**Assignment A**: In the article below on Project Marilyn, how much money does Yonemoto propose as a stretch goal?
**Assignment B**: Does each statement agree with the article below on Project Marilyn? Answer yes or no, and quote the deciding words. (i) The global market for anticancer drugs passed $1 trillion this year. (ii) The average monthly cost of a brand-name cancer drug in the U.S. is about $1,000. (iii) Yonemoto's statement about patent-free drugs appears on the campaign website Indysci.org.

*** Excerpted text ***

Chemist and “semi-recreational” codemonkey Isaac Yonemoto is running a crowdfunding campaign called Project Marilyn to create open sourced, patent-free cancer drugs.
Yonemoto proposes a $75,000 stretch goal to fund an experiment he hopes will prove we can use a compound sequenced from microscopic bug cultures to treat cancer.
It’s a plan that could liberate pharmaceuticals and dramatically lower the cost of anticancer medicine. The global market for these drugs surpassed $1 trillion this year. The average monthly cost of a brand-name cancer drug in the U.S. is about $10,000, according to the IMS Institute for Healthcare Informatics.
Yonemoto believes patent-free medicine to be the solution. “The software industry and the open-source movement have shown that patenting is not necessary for innovation. Releasing without a patent means the drugs will be cheaper and it will be easier to build on the work to make improved drugs or drug combinations. Releasing without a patent means expanded access to drugs in countries that can’t afford extensive licensing and export agreements,” he writes on the campaign website Indysci.org.

*** End of Excerpted text ***
*** Raw data ***

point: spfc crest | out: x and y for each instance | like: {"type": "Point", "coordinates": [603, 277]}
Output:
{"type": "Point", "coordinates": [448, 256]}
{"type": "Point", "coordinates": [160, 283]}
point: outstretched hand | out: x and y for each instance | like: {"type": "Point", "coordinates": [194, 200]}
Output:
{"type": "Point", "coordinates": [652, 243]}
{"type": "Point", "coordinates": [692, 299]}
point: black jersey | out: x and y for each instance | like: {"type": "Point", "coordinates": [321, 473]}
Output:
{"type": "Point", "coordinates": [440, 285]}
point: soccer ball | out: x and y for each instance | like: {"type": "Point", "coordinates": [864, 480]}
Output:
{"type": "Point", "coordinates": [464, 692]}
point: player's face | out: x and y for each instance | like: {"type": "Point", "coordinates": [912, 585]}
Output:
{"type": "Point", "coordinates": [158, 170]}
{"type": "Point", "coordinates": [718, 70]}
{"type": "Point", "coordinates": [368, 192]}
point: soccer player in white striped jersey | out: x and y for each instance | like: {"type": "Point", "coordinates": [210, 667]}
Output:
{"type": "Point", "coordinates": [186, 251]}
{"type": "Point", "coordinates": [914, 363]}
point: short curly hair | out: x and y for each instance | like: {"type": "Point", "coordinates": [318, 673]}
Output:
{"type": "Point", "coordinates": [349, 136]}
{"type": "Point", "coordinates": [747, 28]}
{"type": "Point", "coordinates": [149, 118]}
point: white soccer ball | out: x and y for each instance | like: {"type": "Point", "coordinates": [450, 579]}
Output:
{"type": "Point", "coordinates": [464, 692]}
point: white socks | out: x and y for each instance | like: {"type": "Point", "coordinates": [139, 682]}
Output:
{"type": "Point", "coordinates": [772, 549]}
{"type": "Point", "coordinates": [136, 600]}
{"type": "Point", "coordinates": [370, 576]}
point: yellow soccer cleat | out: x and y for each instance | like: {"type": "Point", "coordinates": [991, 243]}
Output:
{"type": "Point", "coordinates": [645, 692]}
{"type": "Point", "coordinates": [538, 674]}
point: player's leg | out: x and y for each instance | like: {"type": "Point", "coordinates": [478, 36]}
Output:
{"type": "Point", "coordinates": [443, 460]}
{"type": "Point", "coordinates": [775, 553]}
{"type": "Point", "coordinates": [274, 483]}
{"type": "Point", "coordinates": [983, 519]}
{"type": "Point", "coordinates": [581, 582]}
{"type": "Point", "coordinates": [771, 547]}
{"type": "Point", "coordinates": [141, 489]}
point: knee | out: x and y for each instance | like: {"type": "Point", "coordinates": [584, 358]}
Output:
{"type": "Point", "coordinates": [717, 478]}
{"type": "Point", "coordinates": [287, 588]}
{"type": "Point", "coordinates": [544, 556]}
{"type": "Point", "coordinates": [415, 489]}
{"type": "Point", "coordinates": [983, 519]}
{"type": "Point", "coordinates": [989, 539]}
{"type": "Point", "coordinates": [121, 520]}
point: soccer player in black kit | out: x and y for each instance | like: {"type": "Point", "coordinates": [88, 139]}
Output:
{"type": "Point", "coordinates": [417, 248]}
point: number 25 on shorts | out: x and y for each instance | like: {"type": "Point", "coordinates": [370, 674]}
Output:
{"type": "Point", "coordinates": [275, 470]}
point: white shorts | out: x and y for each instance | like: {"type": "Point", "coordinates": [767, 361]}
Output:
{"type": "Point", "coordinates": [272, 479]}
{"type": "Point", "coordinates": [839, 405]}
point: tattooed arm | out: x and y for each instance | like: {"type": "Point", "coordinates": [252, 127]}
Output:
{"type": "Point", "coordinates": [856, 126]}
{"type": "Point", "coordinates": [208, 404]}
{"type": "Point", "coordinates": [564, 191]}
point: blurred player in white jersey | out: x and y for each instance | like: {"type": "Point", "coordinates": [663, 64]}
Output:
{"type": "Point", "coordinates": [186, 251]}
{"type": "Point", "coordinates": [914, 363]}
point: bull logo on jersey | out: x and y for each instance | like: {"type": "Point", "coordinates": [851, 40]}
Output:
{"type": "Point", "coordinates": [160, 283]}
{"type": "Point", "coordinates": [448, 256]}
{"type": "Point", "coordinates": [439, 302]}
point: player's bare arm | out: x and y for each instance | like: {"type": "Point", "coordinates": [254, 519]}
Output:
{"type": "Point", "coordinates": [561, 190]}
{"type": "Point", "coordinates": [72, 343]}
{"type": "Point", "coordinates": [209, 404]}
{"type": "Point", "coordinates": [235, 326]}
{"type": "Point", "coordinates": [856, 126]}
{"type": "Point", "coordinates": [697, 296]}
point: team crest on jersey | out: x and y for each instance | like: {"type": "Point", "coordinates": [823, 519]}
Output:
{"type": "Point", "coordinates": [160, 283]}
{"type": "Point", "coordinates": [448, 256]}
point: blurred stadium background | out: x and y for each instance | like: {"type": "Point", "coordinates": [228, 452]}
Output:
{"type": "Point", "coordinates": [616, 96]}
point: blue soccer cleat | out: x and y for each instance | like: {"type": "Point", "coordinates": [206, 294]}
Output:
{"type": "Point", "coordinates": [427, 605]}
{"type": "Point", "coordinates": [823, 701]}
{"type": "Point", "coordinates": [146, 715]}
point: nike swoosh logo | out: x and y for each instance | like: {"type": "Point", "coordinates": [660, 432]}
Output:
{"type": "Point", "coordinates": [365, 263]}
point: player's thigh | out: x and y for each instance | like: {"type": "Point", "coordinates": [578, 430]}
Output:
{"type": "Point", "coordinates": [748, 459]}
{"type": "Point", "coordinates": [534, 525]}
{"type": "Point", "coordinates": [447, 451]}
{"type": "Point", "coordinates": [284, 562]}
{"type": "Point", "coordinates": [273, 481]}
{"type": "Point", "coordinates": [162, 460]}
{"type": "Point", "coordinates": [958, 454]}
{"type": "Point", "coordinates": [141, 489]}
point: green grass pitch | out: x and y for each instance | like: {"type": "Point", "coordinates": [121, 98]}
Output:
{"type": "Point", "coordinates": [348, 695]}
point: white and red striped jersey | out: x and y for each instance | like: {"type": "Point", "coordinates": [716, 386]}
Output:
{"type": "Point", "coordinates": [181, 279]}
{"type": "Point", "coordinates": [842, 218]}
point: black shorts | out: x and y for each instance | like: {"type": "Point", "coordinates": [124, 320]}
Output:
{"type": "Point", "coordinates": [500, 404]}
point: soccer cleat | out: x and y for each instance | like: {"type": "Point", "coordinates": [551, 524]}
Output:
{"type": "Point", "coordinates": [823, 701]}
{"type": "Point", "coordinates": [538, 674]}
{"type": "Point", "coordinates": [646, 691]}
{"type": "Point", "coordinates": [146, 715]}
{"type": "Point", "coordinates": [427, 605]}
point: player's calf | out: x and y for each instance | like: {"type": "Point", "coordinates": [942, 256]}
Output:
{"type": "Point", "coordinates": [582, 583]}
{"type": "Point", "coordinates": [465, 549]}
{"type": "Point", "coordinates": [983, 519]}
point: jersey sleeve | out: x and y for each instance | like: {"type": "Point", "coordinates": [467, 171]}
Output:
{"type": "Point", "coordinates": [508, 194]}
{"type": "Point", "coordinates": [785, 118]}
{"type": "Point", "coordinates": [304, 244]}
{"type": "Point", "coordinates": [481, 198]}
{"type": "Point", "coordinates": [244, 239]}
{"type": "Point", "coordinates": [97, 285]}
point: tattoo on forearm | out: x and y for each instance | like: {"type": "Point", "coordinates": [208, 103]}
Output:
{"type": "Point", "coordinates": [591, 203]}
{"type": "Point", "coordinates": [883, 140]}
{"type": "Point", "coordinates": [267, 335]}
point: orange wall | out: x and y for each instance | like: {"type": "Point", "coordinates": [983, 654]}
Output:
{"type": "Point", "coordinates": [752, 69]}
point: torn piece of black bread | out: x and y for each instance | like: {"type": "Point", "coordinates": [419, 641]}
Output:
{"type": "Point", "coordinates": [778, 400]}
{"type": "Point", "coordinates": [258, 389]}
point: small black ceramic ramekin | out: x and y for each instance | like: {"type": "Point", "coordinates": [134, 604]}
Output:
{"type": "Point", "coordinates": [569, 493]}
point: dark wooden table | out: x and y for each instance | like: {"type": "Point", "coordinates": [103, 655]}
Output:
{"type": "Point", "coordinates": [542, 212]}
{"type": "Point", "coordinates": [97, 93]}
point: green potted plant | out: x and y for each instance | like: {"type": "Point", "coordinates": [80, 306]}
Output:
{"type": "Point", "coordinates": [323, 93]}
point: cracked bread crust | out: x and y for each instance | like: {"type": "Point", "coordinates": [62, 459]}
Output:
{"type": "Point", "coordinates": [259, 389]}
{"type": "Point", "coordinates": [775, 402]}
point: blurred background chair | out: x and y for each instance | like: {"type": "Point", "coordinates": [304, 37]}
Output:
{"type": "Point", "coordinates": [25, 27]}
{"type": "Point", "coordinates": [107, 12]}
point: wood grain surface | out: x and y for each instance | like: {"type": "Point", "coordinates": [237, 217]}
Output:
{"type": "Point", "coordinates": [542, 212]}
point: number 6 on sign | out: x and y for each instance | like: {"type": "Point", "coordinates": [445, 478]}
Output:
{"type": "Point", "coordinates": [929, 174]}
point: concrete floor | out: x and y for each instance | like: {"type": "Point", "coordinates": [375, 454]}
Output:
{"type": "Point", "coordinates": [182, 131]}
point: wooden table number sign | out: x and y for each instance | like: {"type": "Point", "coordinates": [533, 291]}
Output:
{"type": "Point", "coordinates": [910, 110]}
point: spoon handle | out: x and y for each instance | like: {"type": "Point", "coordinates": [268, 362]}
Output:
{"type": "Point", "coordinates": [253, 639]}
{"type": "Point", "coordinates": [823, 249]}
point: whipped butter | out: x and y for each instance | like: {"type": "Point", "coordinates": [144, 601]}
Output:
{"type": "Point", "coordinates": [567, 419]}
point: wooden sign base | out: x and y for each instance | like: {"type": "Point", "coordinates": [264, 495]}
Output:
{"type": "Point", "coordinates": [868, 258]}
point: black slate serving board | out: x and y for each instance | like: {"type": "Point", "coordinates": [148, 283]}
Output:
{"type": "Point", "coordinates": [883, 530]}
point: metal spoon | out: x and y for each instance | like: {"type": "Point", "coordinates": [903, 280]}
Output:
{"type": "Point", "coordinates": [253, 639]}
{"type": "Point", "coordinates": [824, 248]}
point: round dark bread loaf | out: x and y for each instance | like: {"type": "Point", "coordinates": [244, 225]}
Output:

*** End of Raw data ***

**Exercise answer A**: $75,000.

**Exercise answer B**:
(i) Yes: "The global market for these drugs surpassed $1 trillion this year."
(ii) No: "The average monthly cost of a brand-name cancer drug in the U.S. is about $10,000."
(iii) Yes: "he writes on the campaign website Indysci.org."